START Provided material

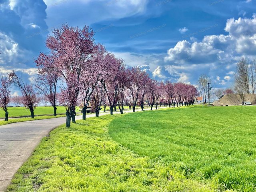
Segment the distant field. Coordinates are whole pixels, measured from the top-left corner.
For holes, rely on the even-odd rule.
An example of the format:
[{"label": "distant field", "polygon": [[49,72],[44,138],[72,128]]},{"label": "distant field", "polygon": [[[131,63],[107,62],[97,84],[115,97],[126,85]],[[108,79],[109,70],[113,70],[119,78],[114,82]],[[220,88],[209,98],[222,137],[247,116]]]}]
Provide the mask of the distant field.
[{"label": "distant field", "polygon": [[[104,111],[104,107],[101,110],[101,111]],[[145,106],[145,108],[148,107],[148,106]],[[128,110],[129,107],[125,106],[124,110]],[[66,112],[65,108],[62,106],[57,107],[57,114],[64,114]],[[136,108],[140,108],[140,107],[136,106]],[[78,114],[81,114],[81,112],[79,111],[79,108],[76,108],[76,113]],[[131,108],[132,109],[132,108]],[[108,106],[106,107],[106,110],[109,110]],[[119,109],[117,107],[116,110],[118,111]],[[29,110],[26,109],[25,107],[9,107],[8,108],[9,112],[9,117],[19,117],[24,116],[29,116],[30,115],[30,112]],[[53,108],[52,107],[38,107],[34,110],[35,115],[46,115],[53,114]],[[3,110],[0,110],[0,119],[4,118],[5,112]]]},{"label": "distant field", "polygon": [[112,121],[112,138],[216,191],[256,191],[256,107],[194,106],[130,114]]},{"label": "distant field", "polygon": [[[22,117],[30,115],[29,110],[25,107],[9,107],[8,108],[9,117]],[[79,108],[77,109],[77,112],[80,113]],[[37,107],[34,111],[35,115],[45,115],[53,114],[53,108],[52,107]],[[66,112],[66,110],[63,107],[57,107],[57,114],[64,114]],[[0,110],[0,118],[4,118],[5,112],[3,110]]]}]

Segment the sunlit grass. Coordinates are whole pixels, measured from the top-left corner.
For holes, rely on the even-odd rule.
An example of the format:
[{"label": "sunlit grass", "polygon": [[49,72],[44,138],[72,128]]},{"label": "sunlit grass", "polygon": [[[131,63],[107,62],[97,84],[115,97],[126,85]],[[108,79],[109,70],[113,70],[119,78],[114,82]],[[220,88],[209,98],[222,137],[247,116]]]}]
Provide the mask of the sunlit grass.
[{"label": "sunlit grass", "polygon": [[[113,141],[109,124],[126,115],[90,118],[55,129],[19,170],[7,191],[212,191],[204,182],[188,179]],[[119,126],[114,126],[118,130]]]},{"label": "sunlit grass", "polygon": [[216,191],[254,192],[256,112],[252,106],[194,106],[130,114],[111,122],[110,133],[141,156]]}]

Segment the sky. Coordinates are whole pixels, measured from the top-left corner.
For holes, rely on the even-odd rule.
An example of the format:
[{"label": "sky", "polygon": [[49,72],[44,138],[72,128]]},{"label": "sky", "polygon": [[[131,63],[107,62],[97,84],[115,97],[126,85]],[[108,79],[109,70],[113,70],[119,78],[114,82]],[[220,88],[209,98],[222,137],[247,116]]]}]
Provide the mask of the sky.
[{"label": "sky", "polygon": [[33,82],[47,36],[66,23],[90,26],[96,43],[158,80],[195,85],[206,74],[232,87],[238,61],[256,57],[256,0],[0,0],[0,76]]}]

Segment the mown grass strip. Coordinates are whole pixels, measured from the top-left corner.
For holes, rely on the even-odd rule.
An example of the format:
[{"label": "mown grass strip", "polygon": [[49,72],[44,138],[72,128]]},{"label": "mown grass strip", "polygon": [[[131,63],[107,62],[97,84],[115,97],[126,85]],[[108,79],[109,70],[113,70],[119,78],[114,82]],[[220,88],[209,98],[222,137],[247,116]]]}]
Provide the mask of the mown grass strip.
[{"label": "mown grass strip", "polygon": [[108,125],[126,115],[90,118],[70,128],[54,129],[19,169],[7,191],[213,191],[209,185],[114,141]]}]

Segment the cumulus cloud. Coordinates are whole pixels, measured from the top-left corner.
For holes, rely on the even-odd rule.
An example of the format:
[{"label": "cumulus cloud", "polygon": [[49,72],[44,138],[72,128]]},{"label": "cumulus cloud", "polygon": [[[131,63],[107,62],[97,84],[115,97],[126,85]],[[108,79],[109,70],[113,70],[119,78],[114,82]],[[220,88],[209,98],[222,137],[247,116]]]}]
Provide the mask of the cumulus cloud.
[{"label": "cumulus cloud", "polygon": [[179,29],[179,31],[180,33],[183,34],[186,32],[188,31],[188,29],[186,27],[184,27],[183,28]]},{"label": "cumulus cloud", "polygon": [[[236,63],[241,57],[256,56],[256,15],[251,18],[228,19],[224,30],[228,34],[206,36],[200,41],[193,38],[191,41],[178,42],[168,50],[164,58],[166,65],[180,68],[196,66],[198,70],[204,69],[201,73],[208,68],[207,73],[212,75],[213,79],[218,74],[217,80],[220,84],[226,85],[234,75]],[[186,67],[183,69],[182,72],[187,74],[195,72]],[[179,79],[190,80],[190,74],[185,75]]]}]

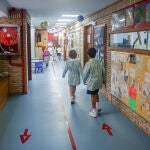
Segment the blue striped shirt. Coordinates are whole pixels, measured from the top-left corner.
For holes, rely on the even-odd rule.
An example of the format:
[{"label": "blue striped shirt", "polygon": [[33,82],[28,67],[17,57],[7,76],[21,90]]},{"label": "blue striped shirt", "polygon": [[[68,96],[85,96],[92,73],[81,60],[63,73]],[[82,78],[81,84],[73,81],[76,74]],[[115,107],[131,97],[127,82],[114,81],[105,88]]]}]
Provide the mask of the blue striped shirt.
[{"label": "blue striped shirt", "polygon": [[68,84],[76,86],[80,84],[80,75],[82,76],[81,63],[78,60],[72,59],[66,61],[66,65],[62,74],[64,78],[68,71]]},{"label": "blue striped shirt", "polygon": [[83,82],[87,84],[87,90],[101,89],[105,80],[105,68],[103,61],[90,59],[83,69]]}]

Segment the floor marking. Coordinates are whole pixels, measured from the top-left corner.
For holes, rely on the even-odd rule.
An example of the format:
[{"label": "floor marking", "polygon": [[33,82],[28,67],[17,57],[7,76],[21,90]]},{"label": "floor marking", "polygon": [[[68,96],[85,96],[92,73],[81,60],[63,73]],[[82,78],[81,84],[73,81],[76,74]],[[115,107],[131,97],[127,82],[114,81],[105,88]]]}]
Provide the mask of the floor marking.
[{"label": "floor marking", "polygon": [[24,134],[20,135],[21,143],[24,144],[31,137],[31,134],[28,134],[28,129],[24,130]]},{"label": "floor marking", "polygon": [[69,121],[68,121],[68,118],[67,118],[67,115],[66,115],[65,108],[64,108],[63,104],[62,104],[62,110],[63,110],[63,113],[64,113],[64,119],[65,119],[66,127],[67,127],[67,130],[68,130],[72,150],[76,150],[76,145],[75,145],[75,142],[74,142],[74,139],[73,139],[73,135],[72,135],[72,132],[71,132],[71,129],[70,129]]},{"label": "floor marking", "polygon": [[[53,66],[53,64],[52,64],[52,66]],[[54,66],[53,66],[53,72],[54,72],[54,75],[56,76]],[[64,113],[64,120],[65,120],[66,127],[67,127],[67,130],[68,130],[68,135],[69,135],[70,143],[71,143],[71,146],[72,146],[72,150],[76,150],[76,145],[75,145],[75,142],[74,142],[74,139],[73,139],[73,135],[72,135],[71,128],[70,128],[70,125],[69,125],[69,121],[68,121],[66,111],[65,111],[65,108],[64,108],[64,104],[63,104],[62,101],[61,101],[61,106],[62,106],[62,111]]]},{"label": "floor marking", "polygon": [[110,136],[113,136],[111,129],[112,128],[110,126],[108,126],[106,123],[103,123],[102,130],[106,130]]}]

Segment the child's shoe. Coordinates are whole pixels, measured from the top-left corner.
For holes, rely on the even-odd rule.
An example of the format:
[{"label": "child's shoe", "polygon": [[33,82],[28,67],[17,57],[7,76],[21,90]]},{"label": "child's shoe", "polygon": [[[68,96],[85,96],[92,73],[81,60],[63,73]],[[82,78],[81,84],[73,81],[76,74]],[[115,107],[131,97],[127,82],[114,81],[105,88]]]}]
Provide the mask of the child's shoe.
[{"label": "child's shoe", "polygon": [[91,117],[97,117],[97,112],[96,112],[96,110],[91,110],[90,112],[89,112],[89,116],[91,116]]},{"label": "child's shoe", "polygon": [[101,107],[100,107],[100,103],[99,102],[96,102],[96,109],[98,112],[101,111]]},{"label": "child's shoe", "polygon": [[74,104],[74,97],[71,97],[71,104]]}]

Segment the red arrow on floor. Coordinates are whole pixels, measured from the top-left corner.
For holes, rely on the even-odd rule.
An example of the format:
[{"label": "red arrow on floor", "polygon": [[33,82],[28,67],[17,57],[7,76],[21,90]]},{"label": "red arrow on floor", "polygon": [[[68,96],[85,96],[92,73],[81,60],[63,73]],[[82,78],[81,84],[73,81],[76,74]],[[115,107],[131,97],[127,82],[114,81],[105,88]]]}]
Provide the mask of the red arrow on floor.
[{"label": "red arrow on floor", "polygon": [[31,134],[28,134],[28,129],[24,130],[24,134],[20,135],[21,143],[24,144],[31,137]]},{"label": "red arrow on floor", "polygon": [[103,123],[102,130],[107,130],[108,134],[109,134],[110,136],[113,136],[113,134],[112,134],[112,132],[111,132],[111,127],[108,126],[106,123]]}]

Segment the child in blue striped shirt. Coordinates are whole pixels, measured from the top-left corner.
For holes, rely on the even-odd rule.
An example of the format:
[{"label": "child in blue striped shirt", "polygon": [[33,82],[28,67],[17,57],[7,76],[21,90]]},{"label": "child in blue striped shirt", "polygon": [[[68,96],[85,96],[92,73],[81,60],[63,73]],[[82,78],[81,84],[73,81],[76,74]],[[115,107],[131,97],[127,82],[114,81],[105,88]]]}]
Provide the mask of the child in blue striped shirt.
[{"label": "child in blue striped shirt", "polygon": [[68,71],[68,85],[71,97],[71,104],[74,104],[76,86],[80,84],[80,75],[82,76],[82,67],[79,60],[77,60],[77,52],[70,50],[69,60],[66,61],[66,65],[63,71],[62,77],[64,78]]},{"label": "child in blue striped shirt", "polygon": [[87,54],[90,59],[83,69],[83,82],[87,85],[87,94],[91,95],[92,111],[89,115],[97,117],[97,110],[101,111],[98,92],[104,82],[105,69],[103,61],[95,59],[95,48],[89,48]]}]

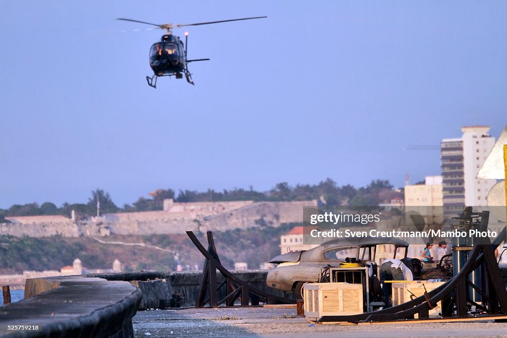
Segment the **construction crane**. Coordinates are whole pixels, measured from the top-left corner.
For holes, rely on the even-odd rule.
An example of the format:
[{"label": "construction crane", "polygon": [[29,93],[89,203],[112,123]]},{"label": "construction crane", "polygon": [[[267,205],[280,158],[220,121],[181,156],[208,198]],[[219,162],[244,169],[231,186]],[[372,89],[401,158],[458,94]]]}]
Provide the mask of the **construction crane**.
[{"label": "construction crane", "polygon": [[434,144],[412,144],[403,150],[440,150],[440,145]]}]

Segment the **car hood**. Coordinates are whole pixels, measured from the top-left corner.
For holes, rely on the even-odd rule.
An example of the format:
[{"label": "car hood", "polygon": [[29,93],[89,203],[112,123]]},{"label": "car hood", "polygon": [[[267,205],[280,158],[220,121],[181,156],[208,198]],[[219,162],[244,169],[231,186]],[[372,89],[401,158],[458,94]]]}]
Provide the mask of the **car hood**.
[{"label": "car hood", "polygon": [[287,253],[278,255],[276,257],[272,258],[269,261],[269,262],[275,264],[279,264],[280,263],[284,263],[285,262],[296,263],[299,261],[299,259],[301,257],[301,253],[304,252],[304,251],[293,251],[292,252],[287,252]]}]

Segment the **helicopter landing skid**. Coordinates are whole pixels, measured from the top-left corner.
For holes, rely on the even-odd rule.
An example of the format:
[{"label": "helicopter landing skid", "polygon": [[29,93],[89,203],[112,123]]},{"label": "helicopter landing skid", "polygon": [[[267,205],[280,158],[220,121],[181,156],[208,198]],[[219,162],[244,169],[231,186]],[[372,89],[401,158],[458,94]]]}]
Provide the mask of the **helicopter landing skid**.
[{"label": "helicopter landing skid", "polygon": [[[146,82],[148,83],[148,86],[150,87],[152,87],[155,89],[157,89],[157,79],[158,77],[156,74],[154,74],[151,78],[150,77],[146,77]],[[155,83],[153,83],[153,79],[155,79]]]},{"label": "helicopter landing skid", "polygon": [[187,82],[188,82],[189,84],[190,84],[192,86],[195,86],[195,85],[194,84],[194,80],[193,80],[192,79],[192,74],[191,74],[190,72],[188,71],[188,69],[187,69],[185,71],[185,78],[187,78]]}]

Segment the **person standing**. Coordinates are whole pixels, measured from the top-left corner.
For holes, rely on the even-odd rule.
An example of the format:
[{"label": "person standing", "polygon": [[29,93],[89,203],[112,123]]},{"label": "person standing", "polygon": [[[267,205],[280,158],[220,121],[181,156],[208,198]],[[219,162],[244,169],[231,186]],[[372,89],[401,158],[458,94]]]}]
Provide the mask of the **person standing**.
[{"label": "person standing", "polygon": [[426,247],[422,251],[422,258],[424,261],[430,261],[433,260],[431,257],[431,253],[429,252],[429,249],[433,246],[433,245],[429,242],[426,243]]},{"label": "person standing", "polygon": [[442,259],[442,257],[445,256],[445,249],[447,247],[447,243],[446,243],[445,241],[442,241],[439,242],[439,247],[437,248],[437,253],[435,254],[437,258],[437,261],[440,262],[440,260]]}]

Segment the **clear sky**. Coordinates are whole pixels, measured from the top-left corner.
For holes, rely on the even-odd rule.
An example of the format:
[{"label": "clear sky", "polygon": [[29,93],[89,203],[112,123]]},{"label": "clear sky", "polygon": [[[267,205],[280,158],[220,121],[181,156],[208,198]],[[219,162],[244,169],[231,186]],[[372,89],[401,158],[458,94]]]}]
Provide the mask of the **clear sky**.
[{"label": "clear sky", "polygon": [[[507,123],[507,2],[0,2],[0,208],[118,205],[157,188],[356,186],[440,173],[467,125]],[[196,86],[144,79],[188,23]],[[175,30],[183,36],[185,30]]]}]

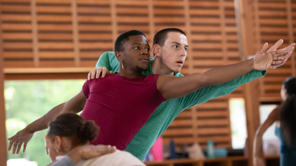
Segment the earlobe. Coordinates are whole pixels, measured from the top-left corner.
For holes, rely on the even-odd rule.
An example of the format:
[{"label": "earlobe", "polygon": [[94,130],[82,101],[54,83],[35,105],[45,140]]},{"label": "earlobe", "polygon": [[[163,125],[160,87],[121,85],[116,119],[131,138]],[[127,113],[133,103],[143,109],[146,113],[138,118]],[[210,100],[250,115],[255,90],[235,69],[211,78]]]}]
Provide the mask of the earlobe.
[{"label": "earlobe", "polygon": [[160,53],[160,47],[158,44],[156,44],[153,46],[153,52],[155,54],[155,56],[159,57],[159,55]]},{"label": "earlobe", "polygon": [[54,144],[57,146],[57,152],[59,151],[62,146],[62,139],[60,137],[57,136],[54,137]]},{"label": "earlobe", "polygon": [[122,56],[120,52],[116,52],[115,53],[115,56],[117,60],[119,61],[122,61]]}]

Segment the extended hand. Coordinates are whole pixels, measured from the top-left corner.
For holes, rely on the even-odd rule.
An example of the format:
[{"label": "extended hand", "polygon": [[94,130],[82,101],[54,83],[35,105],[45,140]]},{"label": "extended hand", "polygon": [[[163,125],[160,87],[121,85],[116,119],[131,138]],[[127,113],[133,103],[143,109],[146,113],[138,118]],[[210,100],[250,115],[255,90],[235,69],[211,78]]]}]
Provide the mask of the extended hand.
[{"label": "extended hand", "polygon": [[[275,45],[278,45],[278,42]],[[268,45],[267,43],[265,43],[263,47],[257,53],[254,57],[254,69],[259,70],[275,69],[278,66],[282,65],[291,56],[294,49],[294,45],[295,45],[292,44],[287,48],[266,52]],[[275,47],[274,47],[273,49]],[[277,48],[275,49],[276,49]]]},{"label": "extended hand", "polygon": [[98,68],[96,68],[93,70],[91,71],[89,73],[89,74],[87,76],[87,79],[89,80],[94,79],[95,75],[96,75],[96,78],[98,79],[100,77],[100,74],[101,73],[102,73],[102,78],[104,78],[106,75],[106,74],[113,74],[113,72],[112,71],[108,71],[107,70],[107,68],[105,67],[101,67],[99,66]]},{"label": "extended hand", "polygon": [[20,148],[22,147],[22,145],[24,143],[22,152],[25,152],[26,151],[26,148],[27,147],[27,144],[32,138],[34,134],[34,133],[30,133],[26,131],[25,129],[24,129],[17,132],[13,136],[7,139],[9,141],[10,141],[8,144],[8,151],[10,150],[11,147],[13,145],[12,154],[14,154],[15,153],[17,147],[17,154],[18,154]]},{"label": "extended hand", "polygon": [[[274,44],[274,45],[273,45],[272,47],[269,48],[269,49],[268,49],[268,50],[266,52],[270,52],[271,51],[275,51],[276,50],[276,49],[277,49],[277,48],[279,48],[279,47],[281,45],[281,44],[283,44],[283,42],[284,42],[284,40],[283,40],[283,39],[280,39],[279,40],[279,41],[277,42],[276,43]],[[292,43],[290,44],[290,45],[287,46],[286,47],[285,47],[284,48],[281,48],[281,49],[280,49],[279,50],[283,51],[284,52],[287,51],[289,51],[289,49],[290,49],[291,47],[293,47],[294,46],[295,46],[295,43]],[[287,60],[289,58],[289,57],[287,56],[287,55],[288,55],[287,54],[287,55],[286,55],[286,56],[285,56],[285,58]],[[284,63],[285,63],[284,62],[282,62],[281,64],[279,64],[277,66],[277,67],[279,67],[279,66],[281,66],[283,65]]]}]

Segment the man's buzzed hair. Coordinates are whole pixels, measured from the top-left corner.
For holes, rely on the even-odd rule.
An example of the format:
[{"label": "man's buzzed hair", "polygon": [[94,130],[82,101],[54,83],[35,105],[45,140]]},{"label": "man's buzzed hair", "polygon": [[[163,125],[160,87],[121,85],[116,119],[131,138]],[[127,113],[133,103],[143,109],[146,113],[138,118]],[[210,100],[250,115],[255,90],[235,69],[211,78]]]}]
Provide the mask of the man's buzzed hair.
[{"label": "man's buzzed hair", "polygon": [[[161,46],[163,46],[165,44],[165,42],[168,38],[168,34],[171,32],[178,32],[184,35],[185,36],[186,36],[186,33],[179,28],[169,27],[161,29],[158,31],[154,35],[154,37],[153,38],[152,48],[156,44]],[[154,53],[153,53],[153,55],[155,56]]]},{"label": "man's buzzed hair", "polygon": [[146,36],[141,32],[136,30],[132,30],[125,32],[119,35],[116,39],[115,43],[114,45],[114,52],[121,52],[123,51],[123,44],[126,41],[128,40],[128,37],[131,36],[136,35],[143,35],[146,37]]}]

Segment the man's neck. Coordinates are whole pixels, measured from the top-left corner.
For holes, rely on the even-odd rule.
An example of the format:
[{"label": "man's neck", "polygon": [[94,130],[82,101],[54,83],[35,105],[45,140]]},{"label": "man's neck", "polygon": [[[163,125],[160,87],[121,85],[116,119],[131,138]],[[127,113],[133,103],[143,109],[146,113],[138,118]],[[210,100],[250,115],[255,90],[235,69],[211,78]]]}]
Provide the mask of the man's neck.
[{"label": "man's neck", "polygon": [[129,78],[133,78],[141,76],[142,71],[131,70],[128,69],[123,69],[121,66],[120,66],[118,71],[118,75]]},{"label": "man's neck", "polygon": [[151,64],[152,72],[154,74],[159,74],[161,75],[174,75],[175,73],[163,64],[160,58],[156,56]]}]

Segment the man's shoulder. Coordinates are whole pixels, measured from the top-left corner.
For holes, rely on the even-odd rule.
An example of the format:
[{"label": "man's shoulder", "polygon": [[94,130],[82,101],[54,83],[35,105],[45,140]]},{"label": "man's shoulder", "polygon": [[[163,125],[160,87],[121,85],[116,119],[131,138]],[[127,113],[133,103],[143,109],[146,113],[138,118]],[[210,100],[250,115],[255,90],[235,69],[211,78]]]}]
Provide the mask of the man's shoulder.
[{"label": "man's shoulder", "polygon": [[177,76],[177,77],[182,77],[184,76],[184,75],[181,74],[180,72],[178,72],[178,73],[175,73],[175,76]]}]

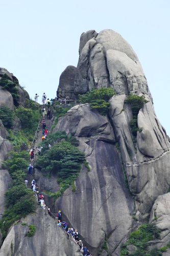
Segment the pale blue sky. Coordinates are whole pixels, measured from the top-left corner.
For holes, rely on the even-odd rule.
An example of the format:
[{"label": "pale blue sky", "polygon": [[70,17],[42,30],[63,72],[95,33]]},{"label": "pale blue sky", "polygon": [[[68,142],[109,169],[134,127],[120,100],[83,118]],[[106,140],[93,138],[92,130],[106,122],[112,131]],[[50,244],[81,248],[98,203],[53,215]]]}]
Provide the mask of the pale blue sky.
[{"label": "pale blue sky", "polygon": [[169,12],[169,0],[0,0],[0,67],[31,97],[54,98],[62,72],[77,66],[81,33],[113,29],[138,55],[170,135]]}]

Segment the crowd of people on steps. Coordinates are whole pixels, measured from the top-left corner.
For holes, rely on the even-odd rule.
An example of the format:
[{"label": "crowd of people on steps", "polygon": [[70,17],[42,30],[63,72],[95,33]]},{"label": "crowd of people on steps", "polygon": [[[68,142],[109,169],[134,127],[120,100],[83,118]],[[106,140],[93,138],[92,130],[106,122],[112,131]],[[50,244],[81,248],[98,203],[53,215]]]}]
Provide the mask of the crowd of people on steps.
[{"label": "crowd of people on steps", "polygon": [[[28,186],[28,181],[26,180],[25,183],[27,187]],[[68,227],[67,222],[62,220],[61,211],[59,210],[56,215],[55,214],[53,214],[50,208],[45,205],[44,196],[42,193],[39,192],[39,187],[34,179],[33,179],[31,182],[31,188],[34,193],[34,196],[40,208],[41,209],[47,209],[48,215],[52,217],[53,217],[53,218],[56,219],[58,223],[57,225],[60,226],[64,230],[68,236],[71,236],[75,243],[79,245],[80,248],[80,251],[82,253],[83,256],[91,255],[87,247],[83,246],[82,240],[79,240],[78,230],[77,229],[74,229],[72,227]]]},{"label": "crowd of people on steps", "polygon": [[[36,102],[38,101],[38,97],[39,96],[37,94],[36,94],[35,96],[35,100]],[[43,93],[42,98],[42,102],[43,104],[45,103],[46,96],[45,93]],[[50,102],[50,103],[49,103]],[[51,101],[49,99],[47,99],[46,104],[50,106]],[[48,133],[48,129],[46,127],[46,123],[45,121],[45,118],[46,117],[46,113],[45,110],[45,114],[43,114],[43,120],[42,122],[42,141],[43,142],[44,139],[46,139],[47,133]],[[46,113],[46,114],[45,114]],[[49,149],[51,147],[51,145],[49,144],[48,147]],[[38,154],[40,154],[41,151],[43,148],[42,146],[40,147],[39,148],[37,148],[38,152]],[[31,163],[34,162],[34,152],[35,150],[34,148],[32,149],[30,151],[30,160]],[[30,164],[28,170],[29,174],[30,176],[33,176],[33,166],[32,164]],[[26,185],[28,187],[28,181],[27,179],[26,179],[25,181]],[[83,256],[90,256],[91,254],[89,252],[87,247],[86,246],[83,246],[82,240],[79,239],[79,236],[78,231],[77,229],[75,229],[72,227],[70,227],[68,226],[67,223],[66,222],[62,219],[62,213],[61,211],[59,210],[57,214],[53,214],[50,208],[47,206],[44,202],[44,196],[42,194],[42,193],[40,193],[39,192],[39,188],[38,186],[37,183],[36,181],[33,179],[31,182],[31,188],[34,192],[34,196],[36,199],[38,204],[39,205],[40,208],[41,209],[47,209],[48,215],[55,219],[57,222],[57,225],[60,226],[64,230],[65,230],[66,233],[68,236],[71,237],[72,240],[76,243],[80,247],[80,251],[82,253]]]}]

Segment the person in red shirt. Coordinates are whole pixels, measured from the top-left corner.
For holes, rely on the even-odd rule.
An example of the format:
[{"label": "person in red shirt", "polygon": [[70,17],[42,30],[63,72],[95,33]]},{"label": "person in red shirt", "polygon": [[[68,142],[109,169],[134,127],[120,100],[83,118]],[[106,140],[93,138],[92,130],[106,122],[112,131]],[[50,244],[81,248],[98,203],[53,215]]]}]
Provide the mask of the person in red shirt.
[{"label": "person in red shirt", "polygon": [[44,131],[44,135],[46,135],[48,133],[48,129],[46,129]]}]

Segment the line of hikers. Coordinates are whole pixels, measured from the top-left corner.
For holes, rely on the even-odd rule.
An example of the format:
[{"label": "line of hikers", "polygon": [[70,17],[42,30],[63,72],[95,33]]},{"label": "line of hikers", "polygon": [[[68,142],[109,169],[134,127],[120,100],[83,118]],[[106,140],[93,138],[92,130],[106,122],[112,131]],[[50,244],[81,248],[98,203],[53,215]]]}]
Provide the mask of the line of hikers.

END Provided material

* [Your objective]
Pull out every line of the records that contains the string "hood", matching case exactly.

* [Written reply]
Segment the **car hood**. Coordinates are whole pixels, measured from the top-left corner.
[{"label": "car hood", "polygon": [[29,93],[89,203],[112,123]]},{"label": "car hood", "polygon": [[[267,205],[280,158],[220,121],[181,156],[208,198]],[[219,162],[244,169],[231,186]],[[372,89],[401,158],[458,94]]]}]
Provide the mask of the **car hood**.
[{"label": "car hood", "polygon": [[287,253],[278,255],[276,257],[272,258],[269,261],[269,262],[275,264],[279,264],[280,263],[284,263],[285,262],[296,263],[299,261],[299,259],[301,257],[301,253],[304,252],[304,251],[293,251],[292,252],[287,252]]}]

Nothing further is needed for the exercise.